## Work item
Restate the records underneath, keeping each one exactly the same.

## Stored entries
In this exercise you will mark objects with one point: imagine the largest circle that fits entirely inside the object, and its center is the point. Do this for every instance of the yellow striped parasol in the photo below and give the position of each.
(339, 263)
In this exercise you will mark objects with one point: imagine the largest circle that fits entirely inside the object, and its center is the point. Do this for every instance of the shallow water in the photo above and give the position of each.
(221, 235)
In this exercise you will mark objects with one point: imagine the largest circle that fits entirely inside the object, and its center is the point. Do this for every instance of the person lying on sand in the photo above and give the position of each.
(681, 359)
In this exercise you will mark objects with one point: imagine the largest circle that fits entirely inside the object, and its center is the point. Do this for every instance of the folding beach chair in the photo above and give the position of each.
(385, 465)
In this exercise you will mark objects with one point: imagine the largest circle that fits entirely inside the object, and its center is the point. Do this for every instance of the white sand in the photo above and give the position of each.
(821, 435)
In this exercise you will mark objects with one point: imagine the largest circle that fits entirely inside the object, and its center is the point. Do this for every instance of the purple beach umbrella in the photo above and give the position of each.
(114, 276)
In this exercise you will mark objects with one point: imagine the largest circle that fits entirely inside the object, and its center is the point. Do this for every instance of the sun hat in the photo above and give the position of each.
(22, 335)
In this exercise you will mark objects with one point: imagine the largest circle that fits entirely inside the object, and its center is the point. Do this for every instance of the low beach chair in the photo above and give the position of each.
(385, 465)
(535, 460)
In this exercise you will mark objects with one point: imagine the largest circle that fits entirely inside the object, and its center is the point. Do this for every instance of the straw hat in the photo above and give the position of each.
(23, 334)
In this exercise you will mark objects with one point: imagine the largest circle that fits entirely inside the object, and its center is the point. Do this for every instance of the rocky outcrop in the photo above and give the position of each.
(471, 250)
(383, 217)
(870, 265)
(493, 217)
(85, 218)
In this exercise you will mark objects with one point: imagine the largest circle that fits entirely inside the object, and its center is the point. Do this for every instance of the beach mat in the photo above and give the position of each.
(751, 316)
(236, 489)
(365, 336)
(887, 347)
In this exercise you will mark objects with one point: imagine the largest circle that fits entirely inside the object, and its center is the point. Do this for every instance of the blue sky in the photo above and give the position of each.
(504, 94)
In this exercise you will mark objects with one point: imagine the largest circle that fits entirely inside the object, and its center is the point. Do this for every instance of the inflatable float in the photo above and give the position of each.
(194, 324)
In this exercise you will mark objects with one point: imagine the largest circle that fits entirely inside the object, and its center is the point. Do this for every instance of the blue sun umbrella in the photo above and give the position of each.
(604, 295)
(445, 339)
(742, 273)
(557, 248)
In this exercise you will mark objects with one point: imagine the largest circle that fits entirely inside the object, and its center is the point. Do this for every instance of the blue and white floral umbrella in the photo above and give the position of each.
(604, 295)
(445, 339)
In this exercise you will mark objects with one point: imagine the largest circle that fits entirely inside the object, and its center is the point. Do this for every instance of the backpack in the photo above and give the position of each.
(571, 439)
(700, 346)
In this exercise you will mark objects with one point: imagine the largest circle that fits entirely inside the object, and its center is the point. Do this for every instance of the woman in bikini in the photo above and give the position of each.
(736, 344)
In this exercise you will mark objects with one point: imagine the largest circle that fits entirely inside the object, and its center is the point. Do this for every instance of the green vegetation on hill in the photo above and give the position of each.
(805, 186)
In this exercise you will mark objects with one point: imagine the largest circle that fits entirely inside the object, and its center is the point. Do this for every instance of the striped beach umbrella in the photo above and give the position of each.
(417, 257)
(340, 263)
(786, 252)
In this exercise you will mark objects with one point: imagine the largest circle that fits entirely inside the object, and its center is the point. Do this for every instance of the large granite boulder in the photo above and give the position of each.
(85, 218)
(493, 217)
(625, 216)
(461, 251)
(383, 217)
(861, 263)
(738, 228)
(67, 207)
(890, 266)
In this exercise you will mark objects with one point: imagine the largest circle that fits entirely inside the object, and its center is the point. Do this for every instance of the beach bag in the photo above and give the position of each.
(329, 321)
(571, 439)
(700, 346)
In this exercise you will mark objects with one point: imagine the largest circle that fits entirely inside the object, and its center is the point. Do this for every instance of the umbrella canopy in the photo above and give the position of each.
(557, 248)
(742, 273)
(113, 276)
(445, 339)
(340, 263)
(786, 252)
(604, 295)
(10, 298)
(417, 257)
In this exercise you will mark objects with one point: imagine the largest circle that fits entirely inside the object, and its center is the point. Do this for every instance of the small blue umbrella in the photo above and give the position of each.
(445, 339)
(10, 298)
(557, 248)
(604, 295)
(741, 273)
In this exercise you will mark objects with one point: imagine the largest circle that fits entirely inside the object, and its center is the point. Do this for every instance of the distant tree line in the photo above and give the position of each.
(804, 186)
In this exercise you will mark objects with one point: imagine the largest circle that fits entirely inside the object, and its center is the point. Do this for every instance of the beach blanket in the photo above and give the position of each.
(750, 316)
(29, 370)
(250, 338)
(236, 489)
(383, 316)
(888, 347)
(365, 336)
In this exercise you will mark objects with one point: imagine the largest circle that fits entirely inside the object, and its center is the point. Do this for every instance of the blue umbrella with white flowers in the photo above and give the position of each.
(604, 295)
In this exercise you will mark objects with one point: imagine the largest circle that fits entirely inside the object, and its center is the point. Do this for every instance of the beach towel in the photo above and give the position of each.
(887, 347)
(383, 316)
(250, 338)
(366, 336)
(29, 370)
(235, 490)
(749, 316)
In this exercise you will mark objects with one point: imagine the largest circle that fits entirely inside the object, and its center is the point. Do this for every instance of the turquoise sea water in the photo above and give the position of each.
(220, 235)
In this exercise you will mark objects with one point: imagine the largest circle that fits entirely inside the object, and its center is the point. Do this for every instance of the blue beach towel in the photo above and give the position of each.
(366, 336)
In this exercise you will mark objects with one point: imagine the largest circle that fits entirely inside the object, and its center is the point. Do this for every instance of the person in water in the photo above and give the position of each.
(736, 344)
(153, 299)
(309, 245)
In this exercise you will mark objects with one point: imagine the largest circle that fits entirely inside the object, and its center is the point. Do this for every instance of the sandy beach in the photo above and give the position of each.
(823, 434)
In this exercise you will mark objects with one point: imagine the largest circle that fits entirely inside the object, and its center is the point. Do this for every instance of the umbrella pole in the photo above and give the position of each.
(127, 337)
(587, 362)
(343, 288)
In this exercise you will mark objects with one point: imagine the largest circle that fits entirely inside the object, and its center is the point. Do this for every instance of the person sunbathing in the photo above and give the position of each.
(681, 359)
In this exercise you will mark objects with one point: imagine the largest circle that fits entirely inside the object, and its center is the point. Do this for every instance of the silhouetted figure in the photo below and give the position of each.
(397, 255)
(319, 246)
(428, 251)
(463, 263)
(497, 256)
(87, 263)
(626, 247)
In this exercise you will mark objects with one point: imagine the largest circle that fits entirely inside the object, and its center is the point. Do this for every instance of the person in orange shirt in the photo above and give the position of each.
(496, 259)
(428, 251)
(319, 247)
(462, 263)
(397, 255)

## Exercise solution
In this exercise you will mark objects with one point: imagine the largest circle that fits entirely inside the object, and its center is the point. Do this for every instance of the yellow striped parasol in the photo below and give the position of each.
(339, 263)
In this exercise you will mark objects with one point: imagine the largest circle that fits entirely inside the object, and its center is the point. Do this for every instance of the shallow water in the photo above and give the position of each.
(221, 235)
In this exercise you will mark objects with one point: imagine the largest circle that fits entirely inside the object, and its center is the point. Do this for every instance of the person lying on sand in the photo above and give the position of each.
(681, 359)
In this exercise you will mark objects with one point: imagine the largest circle that fits entirely inside the object, and its center is the point. Do this for every instance of the folding beach chair in the photo above and give the position of each.
(385, 465)
In this exercise you will mark objects with one point: imagine the largest circle that fits entirely inside the object, and its center is the point. Do this for every instance of the white sand in the photo above and give the position of each.
(821, 435)
In this exercise you will mark objects with one point: imagine the largest circle that fits entirely inside the object, and its center is the point. Do this for every instance of the purple beach umbrella in the photo above and give the position of each.
(114, 276)
In this exercise you will mark objects with one point: imagine the largest circle that fits entirely inside the object, and its center is the point. Do this for every instance of the sun hat in the photo above and give the position of each.
(22, 335)
In this exercise you will mark objects with one point: imagine the largest circle that fits entirely inside the object, and its center is the point. Do this for every instance of the low beach chair in the photo above and give the position of each.
(385, 465)
(535, 460)
In this exercise you will mark objects with one point: imagine the largest circle that fits entirely inside the object, and its center is the point. Do this for every instance of the straw hat in the photo above and give the position of each.
(23, 334)
In this exercise you will mark objects with one point: imagine the largest circle that fits entirely inside the object, and its center is the point. Do this for every instance of the rocky outcrop in the photo above and give the position of each.
(471, 250)
(383, 217)
(870, 265)
(493, 217)
(85, 218)
In this exercise you will mark objects with one point: imagine the largest circle that fits entirely inside the object, and its center is the point. Do this for every instance of the beach mat in the photo above and give the position of each.
(751, 316)
(236, 489)
(365, 336)
(887, 347)
In this exercise you will mark objects with one point: imagine the largest circle that fits entirely inside the object, and its center is the point. Do this for every instance of the blue sky in the photo above and give the position of each.
(504, 94)
In this exercise you will mark objects with one point: imagine the largest circle that fits entirely inside the object, and its center is the point. Do this for every instance of the inflatable float in the photo above and give the position of each.
(194, 324)
In this exercise you will mark objects with one point: imagine the largest circle that fits entirely inside the object, and its center is the point. Do this for every instance of the blue sun umbrella in the photo above and give the position of each.
(604, 295)
(445, 339)
(742, 273)
(557, 248)
In this exercise you will mark objects with one point: imagine the largest circle that fits entirely inside the object, and its center is the point. Do this for every instance of the blue and white floral umbrella in the photo above and give the position of each.
(604, 295)
(445, 339)
In this exercise you will mark objects with one point: imagine the largest circle that fits entirely inside the object, and its center is the point. Do this for every instance of the backpack in the photo above and give the position of each.
(571, 439)
(700, 346)
In this exercise you will mark objects with one point: imagine the largest circle that fits entirely inside the object, and its center is the point. Do this for every instance of the woman in bikini in the photo above and give the position of each.
(736, 344)
In this exercise you will mark objects with one point: imagine the largest circle that fits entirely inside the object, and its center is the point. Do this for every instance of the green vegetation on hill in the photo above and give the position of each.
(805, 186)
In this exercise you will mark objects with one point: imagine the largest circle that fits entirely inside the object, and its center is the point. Do this for every instance of the striped beach umbrella in the photo above and give the position of each.
(417, 257)
(340, 263)
(786, 252)
In this exercise you will mark objects with one point: imagine the largest circle that fits entirely inside the object, and its center is the point. Do this for every instance of the large granite boulder in the photo above and give the position of each.
(85, 218)
(493, 217)
(625, 216)
(461, 251)
(383, 217)
(861, 263)
(738, 228)
(67, 207)
(890, 266)
In this exercise you will mark objects with one point: imagine the largest circle that fits entirely inside the object, and its center is the point. Do this for every instance of the beach bag in the photo above and give the position of each.
(329, 321)
(571, 439)
(700, 346)
In this exercise you will mark objects with one point: imagine the largest circle that fits entirely inside the object, and its center is the point. Do this for every instance of the umbrella canopy in the photo above and give the position of each.
(557, 248)
(742, 273)
(113, 276)
(445, 339)
(340, 263)
(786, 252)
(604, 295)
(10, 298)
(417, 257)
In this exercise you will mark objects with one point: imagine the largest circle that fits entirely inside the object, and its center is the point. Do this for every instance of the small blue umbrella in the photo above and give the position of each.
(445, 339)
(10, 298)
(557, 248)
(604, 295)
(741, 273)
In this exercise you will mark objects with one point: imagine the largest circle that fits entirely inside the object, and its center is the point. Do this for every instance of the distant tree line in the photo above and give the position of each.
(804, 186)
In this exercise you will mark objects with one point: imagine the largest circle that fits entirely inside the object, and its center is the point. Do this for every instance of the beach blanket in the photo above and give the position of each.
(750, 316)
(29, 370)
(250, 338)
(236, 489)
(383, 316)
(888, 347)
(365, 336)
In this exercise you will mark objects with one point: imagine the largest circle that fits entirely inside the object, and its center is the point. Do this for every instance of the blue umbrella with white flowers in the photo above and give the position of each.
(604, 295)
In this exercise you will mark objects with one point: imagine the largest circle that fits entirely inside the object, and its center is the point. Do this for every instance of the beach towel in the photo above and give the position of each.
(887, 347)
(383, 316)
(250, 338)
(366, 336)
(29, 370)
(235, 490)
(749, 316)
In this exercise you will mark objects with one point: imagine the largest circle that fits entirely inside the object, and its center is the point. Do this for every instance of the turquoise sea water in the photo above and give the position of each.
(220, 235)
In this exercise you will mark objects with one point: imagine the largest circle that fits entirely inside the object, and its center is the point. Do this for every instance of the blue beach towel in the photo above and give the position of each.
(366, 336)
In this exercise you will mark objects with one point: imagine the largest circle that fits entirely inside the object, and its center is the point. Do this for every instance of the person in water in the photo above and give the position of each.
(736, 344)
(153, 299)
(309, 245)
In this exercise you will mark objects with one point: imagine the largest circle that fits entirely inside the object, and its center is the point. Do this for every instance of the sandy beach in the photo above and give the position of each.
(823, 434)
In this exercise you will mark objects with one point: imagine the largest circle that fits entirely inside the object, and its center is the point. Do this for every instance of the umbrella pole in the photo above and give the position of each.
(127, 337)
(587, 362)
(343, 288)
In this exercise you will mark objects with one point: imagine the largest circle that fits entirely inside the object, and its center is the point. Do this for every instance of the person sunbathing in the photo above and give the position of each.
(681, 359)
In this exercise you will mark objects with one point: imagine the largest circle that fits entirely inside the object, and its center is the point. Do this for every instance of the silhouetted figure in the photo below and give the position of each.
(397, 255)
(319, 246)
(428, 251)
(463, 263)
(497, 256)
(87, 263)
(626, 247)
In this exercise you will mark objects with one point: imagine the largest circle that fits entirely inside the object, and its center is the point. Do this for every instance of the person in orange shirt in the photo above and give the position of each.
(496, 259)
(428, 251)
(319, 247)
(462, 263)
(397, 255)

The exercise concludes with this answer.